Wednesday, October 22, 2014

Silent Spring


Silent Spring is a classic, a powerful broadside against synthetic pesticides.  Now, more than fifty years old, the book still packs a solid roundhouse punch.  With one book, one woman enlightened millions and spurred a loud outcry.  One woman inspired big changes.  Many of the pesticides she slammed have been banned or highly restricted.

Following World War II, Americans had big heads.  We had won the war, invented a terrible new weapon, our economy was booming, and life was great!  We succeeded at whatever we tried.  We were giddy with euphoria.  Then, Rachel Carson rolled a hand grenade into our dining rooms.  Suddenly, Sunday dinners at grandma’s looked far less delicious.  What were we eating?  Would it kill us?

During the war, researchers working on chemical warfare agents discovered substances that were highly toxic to insects.  After the war, greedy minds became fascinated by these super-poisons, and visions of big profits danced in their heads.  Synthetic pesticides were toxic to morals, ethics, and foresight.  And so, a new industry was born, and the production of pesticides increased five-fold between 1947 and 1960.

To do ▸
Carry on the blog post about Silent Spring from the point where it stops. These lines have nothing to do with the text.

Available data ▸

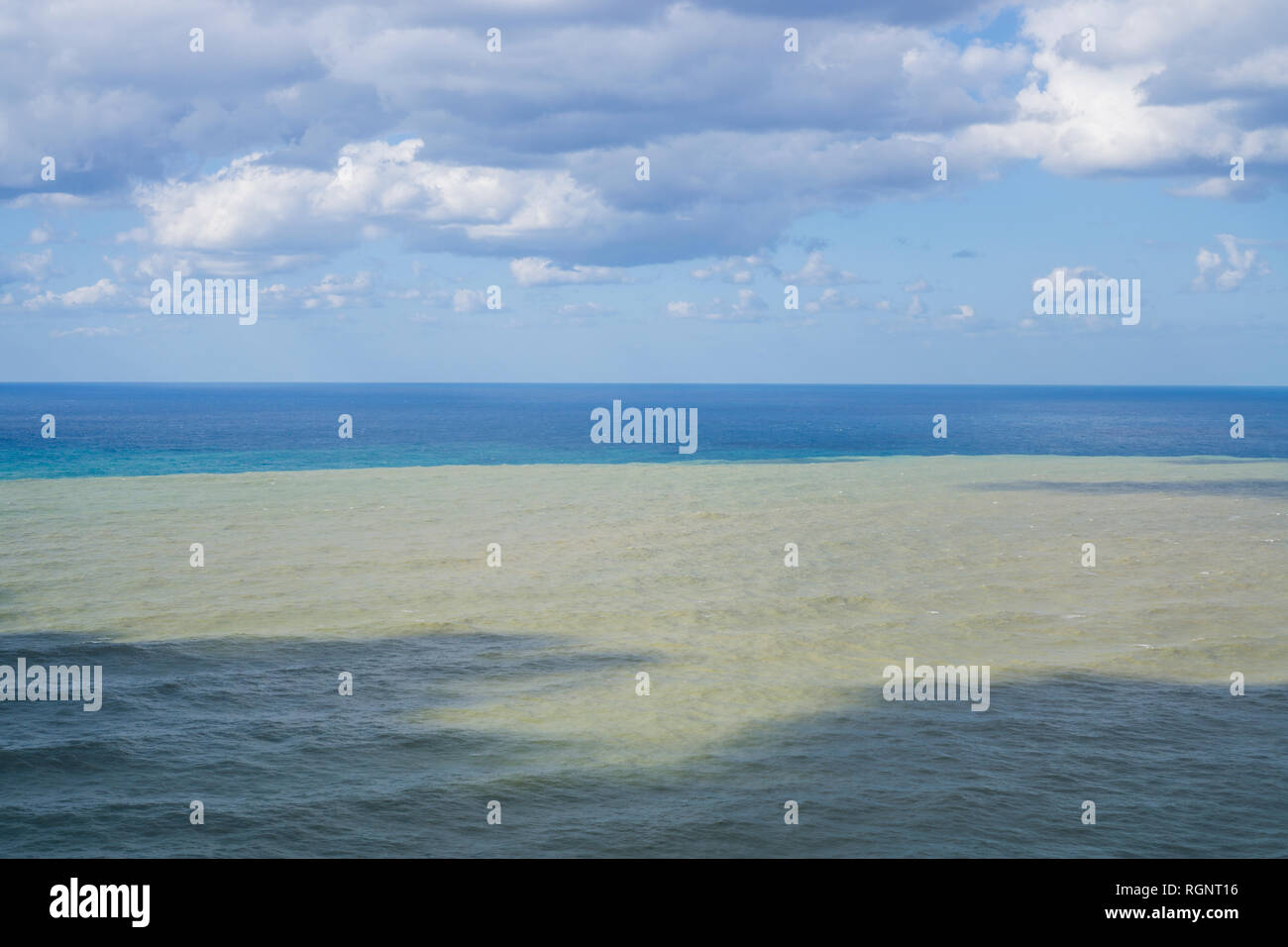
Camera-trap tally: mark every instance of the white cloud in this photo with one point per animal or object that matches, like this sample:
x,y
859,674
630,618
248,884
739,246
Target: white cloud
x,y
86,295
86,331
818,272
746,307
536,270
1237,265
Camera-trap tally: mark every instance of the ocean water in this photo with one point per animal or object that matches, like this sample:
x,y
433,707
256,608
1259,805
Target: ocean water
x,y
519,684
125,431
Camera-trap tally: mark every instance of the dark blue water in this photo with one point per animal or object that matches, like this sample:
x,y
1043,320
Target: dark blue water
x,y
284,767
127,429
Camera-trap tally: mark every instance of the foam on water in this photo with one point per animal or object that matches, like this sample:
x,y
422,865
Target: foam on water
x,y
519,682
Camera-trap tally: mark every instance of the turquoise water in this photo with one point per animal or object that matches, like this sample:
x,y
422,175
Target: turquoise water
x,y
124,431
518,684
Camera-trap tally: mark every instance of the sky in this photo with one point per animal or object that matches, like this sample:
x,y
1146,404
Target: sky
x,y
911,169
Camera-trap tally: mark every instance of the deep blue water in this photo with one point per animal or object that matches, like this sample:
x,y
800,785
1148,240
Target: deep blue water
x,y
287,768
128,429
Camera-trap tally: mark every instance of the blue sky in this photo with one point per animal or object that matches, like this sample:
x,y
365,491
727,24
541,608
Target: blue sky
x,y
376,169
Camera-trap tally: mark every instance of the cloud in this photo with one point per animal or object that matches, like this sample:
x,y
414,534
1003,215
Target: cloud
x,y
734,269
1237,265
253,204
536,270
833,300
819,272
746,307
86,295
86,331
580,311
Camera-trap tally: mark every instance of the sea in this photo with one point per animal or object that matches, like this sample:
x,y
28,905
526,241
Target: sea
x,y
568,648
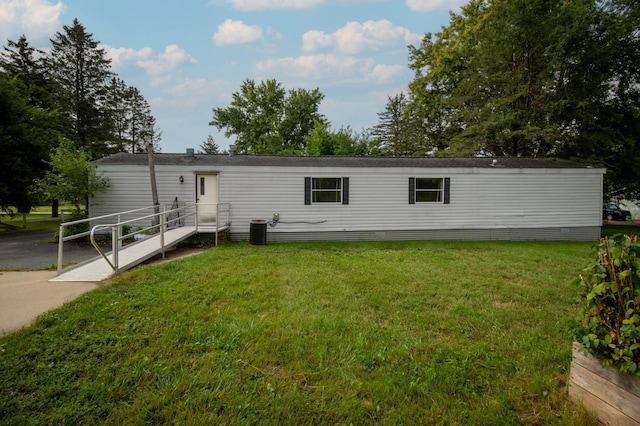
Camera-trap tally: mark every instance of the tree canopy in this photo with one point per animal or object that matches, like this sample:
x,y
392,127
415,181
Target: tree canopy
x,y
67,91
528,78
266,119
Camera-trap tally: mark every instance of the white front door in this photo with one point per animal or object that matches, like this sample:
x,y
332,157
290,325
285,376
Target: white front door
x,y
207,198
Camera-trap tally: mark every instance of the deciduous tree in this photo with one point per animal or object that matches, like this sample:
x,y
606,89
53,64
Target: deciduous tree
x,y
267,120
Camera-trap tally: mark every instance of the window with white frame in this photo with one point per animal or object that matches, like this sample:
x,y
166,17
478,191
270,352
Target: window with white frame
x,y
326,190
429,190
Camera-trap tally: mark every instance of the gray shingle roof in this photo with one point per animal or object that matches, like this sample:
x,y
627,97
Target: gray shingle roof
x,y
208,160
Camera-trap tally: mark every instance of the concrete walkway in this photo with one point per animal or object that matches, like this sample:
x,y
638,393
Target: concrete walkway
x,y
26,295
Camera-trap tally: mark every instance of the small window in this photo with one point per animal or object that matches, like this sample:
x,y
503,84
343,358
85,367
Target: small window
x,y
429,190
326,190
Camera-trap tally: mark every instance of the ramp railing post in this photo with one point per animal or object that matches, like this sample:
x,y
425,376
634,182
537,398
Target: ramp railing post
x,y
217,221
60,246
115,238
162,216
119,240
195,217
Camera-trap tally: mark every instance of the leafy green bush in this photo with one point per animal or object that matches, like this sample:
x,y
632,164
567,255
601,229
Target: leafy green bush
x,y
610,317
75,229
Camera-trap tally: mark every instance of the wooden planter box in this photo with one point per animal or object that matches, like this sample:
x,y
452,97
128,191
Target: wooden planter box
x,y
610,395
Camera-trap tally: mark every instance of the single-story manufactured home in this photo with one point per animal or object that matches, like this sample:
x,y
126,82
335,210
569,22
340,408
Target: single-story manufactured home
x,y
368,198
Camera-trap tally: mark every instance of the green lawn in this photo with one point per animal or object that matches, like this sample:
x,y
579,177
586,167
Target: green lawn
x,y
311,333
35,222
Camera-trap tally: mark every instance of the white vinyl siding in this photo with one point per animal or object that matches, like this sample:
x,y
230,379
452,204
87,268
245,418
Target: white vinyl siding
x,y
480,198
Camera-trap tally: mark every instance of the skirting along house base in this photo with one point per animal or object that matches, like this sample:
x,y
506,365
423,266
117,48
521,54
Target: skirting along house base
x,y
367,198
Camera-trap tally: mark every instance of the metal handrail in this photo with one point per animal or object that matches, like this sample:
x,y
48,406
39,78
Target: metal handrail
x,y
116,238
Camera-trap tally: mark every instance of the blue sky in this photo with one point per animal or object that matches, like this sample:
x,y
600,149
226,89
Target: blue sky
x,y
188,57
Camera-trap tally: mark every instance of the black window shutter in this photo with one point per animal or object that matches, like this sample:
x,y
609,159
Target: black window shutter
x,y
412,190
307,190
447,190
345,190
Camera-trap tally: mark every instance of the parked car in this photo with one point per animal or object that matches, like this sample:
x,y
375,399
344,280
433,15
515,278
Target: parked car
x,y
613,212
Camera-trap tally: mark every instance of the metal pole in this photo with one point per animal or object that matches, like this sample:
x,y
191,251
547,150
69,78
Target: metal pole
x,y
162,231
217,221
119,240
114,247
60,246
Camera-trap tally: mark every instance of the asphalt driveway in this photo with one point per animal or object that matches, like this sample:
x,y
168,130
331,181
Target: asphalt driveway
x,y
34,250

Answer section ▸
To control the elm bark beetles that caused Dutch elm disease, two to five pounds of DDT were sprayed on elm trees.  This killed the natural predators of the beetles, as well as 90 species of birds, and assorted mammals.  Worms ate the poison leaves, and the robins that ate the poison worms quit reproducing.  Elms kept dying.  More elms survived in places not sprayed.

To control gypsy moths, a million acres a year were sprayed with DDT.  Sprayers were paid by the gallon, not the acre, so some places were sprayed multiple times.  Bees died.  Cows ate DDT grass and produced DDT milk that was consumed by DDT humans.  Regulators did not block the sale of poison milk.  At the end of the expensive project, the gypsy moths returned.

To control fire ants, millions of acres were sprayed with two new poisons: dieldrin and heptachlor, which were far more toxic than DDT.  Newborn calves died after their first drink of milk.  Piglets were born dead.  Opossums, armadillos, raccoons, quail, songbirds, turkeys, livestock, poultry, and pets died.  In the end, there were more ants in Florida than before.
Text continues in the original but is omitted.